____ GIVEN TEXT

A Matter of Gravity: It's a Gamma Doradus Star
The nine relatively `slow' vibrational pulses (frequencies) are `gravity modes', because the basic force involved in the pulsations is gravity. If a layer of the hot gases in the star is forced from its normal position, it `floats' back to its normal position like a rubber duck pushed underwater. The presence of these `slow' vibrations makes HD 209295 what astronomers call a `Gamma Doradus' star. The variations in Gamma Doradus were so unexpected and baffling that the South African astronomer who discovered them (the late Alan Cousins) used to buttonhole fellow astronomers in the early 1990s, waving the data at them and asking them if they had any idea
what it all meant. There are now two dozen variables known to be members of this class, and more are being discovered all the time.
Under Pressure: It's a Delta Scuti Star
The two relatively `fast' vibrations show that HD 209295 is also a `Delta Scuti' star. In these stars, if a layer of gas is displaced, the pressure of the surrounding gas is the primary force `pushing back'. Such vibrations (p-modes) are at higher frequencies than g-modes because the `spring' in pressure modes is inherently `stiffer'. Until the discovery of Gamma Dor stars, all the known classes of pulsating variables oscillated in p-modes, so the surprise at the discovery of significant g-modes in some stars was considerable. Delta Scuti stars, on the other hand, have been known since the early 20th century. Until now, nobody has ever seen a star
vibrating by both mechanisms at once.

________

* _AIM_
Transcribe the section of the text on pulsating stars that begins at the words "Under Pressure: It's" and stops after "mechanisms at once.".

____ GIVEN DATA

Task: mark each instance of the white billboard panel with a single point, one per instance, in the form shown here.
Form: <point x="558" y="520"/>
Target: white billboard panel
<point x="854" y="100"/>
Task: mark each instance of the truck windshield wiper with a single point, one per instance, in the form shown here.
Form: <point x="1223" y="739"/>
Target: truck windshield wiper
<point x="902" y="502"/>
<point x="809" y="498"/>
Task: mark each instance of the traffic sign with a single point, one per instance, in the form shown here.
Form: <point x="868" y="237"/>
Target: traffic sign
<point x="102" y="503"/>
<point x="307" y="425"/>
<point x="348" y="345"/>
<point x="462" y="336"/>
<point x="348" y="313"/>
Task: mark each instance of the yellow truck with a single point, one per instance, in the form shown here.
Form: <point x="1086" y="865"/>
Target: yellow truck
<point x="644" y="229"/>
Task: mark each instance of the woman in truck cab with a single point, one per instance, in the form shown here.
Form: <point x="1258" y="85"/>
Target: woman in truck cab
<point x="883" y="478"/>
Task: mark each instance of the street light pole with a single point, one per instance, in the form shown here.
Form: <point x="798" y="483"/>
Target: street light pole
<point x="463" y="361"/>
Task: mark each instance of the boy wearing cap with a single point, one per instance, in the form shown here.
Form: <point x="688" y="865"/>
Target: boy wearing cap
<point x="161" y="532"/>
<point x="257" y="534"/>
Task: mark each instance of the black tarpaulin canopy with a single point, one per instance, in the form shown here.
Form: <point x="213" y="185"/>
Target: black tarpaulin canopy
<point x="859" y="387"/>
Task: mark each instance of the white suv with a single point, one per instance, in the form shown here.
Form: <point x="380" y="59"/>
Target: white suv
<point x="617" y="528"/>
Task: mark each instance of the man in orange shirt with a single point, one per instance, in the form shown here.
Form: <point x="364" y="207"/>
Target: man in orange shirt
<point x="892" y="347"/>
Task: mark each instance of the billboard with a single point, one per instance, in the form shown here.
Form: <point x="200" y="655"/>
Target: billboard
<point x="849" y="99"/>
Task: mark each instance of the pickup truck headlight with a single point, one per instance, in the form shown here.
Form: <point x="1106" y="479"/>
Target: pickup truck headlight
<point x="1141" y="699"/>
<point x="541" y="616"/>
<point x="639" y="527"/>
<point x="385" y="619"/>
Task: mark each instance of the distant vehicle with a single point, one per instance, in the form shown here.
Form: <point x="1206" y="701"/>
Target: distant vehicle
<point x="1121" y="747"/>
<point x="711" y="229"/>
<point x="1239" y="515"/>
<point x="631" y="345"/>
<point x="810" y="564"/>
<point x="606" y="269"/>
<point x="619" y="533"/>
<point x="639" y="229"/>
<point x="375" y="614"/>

________

* _COMPLETE OUTPUT_
Under Pressure: It's a Delta Scuti Star
The two relatively `fast' vibrations show that HD 209295 is also a `Delta Scuti' star. In these stars, if a layer of gas is displaced, the pressure of the surrounding gas is the primary force `pushing back'. Such vibrations (p-modes) are at higher frequencies than g-modes because the `spring' in pressure modes is inherently `stiffer'. Until the discovery of Gamma Dor stars, all the known classes of pulsating variables oscillated in p-modes, so the surprise at the discovery of significant g-modes in some stars was considerable. Delta Scuti stars, on the other hand, have been known since the early 20th century. Until now, nobody has ever seen a star
vibrating by both mechanisms at once.